AIM —
Reproduce each of the following entries word for word.
►
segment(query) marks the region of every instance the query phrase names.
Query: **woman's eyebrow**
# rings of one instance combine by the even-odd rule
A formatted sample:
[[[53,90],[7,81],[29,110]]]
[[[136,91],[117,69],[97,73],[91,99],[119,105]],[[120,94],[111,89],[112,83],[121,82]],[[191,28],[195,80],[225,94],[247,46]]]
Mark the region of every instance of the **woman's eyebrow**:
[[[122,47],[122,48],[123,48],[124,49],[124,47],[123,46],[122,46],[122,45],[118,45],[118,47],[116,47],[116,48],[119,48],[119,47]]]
◄
EXERCISE ANSWER —
segment(query) marks the region of every instance the query phrase names.
Query: **woman's eyebrow**
# rings of one instance combine by the even-odd rule
A formatted sample:
[[[53,90],[7,81],[29,110]]]
[[[136,91],[117,69],[97,73],[91,99],[119,105]],[[120,94],[111,89],[112,83],[121,82]],[[191,28],[195,80],[225,94],[247,46]]]
Mark the region of every instance of the **woman's eyebrow**:
[[[122,47],[122,48],[123,48],[124,49],[124,47],[123,46],[122,46],[122,45],[118,45],[118,47],[116,47],[116,48],[119,48],[119,47]]]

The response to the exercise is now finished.